Highlights from the survey in the north-central United States, south-central and northern Canada, and Alaska include:
 
·    The estimated number of 8.0 million mallards is 10 percent greater than last year’s estimate of 7.3 million birds and 7 percent above the long-term average.
 
·    The estimated number of 6.7 million blue-winged teal is 14 percent greater than last year’s estimate and 48 percent above the long-term average. This year is the third highest estimate on record.
 
·    The estimated number of 2.9 million green-winged teal is similar to last year and 55 percent above the long-term average.
 
·    The estimated number of 3.4 million gadwall is 19 percent greater than last year and 96 percent above the long-term average, and the second highest estimate on record for the traditional survey area.
 
·    The estimated number of 1.0 million redheads is similar to last year and 60 percent above the long-term average. This is a record high for the traditional survey area.

(Data under study)

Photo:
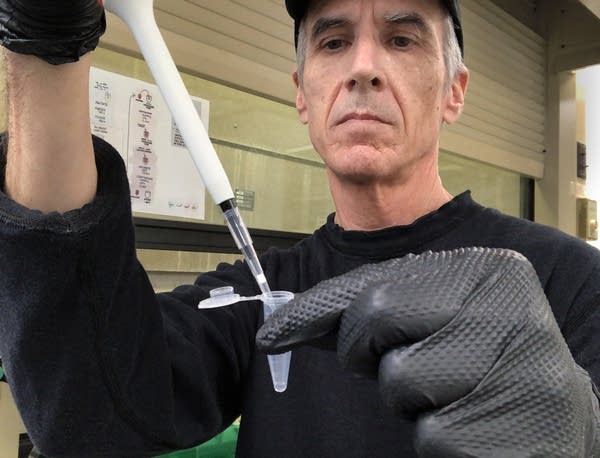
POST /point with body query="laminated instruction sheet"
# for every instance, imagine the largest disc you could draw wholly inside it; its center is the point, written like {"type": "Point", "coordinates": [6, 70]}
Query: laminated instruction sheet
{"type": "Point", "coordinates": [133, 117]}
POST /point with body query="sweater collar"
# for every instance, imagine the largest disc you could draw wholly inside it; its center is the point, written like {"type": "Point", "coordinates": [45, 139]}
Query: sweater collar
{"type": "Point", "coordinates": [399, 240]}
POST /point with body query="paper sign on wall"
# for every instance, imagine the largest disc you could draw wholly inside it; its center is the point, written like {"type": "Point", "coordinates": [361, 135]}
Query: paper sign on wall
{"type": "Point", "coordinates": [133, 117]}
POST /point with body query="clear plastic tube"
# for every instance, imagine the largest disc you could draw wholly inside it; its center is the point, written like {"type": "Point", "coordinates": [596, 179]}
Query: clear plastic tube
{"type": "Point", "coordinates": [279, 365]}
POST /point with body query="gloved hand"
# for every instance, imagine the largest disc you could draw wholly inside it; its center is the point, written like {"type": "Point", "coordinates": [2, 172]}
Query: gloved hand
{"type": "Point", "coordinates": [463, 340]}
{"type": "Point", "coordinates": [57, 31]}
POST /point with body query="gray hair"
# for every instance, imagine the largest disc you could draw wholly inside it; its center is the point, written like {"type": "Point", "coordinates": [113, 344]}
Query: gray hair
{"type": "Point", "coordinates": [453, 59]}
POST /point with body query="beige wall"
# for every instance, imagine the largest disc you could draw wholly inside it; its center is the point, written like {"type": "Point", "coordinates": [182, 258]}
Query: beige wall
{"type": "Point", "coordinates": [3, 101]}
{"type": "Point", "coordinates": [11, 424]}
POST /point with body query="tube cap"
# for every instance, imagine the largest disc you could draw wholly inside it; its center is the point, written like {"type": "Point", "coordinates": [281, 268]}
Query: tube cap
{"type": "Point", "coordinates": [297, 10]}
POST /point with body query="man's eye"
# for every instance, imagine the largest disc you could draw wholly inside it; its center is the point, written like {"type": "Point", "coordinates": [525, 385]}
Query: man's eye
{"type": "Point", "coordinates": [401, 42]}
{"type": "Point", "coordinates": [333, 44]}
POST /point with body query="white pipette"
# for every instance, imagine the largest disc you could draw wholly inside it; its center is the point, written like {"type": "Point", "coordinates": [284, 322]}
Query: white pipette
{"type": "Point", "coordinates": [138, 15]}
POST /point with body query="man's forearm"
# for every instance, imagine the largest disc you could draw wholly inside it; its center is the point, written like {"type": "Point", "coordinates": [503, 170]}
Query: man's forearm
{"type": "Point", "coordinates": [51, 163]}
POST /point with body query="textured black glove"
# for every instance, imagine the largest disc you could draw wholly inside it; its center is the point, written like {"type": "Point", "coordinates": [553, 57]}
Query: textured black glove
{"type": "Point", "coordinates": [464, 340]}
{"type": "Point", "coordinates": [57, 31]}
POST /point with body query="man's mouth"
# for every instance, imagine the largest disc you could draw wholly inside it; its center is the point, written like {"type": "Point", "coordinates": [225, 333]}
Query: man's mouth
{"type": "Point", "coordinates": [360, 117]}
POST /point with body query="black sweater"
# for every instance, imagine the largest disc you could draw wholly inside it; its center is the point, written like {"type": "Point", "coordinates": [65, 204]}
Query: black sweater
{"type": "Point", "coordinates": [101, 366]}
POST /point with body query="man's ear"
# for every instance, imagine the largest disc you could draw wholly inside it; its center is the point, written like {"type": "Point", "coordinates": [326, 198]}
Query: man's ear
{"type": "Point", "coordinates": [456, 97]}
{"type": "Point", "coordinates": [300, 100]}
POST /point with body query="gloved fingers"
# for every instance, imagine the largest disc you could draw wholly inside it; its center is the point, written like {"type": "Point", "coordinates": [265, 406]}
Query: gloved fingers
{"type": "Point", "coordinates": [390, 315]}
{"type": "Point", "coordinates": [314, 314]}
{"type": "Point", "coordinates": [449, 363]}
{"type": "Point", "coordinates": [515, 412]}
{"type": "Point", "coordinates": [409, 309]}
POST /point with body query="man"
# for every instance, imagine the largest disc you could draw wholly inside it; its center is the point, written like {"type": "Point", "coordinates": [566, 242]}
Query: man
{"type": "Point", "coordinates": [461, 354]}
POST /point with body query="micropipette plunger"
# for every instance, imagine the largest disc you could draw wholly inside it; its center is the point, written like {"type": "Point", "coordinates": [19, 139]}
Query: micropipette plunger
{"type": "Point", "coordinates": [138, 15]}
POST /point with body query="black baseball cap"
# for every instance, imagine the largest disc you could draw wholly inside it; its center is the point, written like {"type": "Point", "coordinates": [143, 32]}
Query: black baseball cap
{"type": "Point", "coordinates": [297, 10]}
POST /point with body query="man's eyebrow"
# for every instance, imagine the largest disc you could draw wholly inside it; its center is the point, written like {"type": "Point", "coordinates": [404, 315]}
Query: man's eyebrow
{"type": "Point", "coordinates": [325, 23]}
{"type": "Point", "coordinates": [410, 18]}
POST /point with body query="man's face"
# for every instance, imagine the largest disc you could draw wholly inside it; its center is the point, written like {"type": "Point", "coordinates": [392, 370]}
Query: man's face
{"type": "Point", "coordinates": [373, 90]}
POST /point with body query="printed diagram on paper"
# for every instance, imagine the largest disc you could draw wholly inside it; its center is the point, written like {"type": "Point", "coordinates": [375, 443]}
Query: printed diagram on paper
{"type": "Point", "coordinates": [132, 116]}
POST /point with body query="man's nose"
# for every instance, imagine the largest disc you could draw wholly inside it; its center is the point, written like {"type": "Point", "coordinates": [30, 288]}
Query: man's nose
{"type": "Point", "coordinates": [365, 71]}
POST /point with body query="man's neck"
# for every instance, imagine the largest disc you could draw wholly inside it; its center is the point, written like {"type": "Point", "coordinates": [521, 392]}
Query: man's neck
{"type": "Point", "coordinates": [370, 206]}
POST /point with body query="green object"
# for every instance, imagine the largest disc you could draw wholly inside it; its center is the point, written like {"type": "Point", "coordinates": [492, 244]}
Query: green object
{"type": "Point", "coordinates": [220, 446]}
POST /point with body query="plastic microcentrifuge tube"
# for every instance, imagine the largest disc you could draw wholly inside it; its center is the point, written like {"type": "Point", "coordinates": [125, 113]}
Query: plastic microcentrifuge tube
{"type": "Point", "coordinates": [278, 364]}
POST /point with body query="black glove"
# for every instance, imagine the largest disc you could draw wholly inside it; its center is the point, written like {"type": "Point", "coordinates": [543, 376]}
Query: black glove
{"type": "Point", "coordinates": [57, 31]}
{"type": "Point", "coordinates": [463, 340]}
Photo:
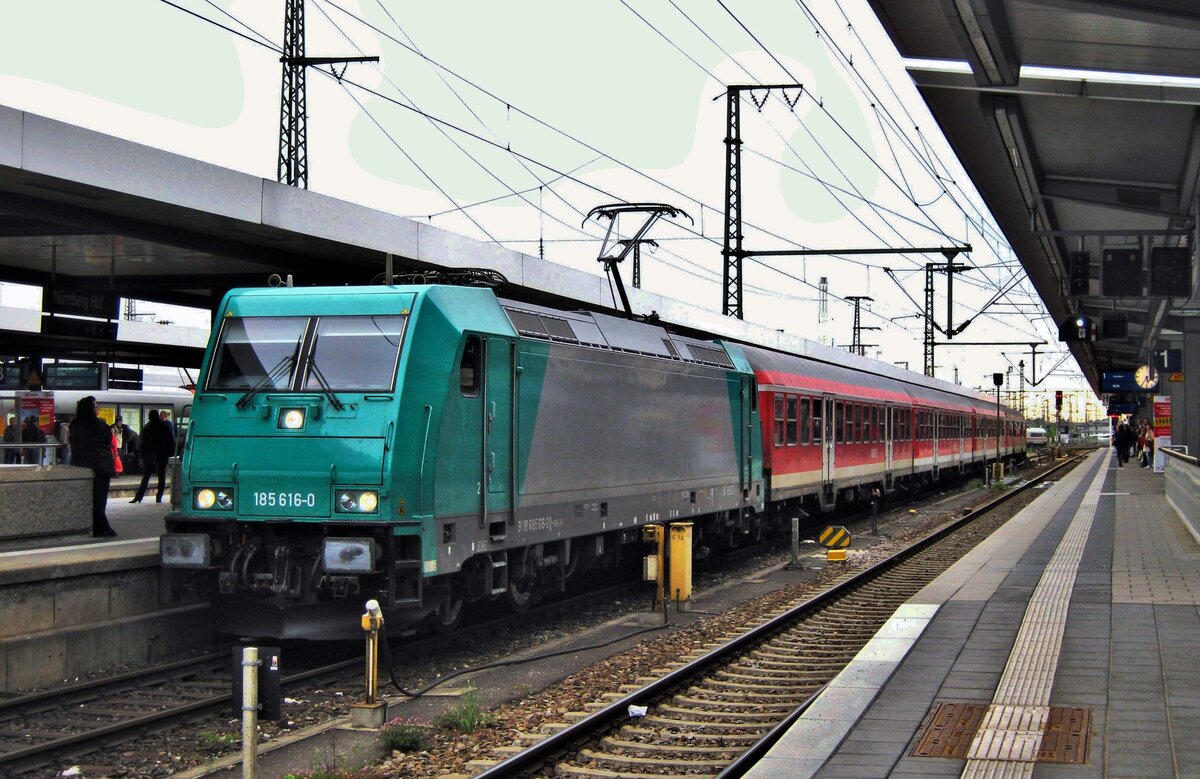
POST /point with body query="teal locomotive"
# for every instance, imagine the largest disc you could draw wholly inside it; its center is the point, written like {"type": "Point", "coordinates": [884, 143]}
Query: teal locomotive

(Directions)
A) Switch "gadwall" to "wigeon" and give the duck survey highlights again between "Highlights from the" and "record for the traditional survey area.", inclusive.
B) Resume the duck survey highlights from the point where they stop.
The listing has no connection to the duck survey highlights.

(Responses to the tasks)
A)
Highlights from the survey in the north-central United States, south-central and northern Canada, and Alaska include:
 
·    The estimated number of 8.0 million mallards is 10 percent greater than last year’s estimate of 7.3 million birds and 7 percent above the long-term average.
 
·    The estimated number of 6.7 million blue-winged teal is 14 percent greater than last year’s estimate and 48 percent above the long-term average. This year is the third highest estimate on record.
 
·    The estimated number of 2.9 million green-winged teal is similar to last year and 55 percent above the long-term average.
 
·    The estimated number of 3.4 million wigeon is 19 percent greater than last year and 96 percent above the long-term average, and the second highest estimate on record for the traditional survey area.

B)
·    The estimated number of 865,000 canvasbacks is similar to last year and 53 percent above the long-term average. This is a record high for the traditional survey area.
 
·    The estimated number of northern shovelers at 4.6 million birds is 24 percent above last year and 106 percent above the long-term average. This is a record high for the traditional survey area.
 
·    The estimated number of American wigeon at 2.8 million birds is 29 percent greater than last year and similar to the long term average for this species.
 
·    The estimated number of scaup (lesser and greater combined) at 3.5 million birds, similar to last year and 33 percent below the long-term average.  This is the third lowest scaup estimate on record for the traditional survey area. The 2007 estimate for scaup was greater than in 2006; however, this increase was not statistically significant.
 
·    The abundance of northern pintails at 3.3 million birds is similar to last year and 19 percent below the 1955-2005 average.
 
For the eastern survey area -- which includes Maine, Maritime Canada, Newfoundland, Labrador, eastern and northern Ontario, and Quebec -- estimates for all species were similar to last year. Estimates for American black ducks and ring-necked ducks were significantly above their long-term (1990-2006) averages.
 
This preliminary report does not include information from surveys conducted by State or Provincial agencies or information on the status of geese and swans. The entire 2007 Trends in Breeding Duck Populations Report is available on the Service's Web site at < http://www.fws.gov/migratorybirds/>.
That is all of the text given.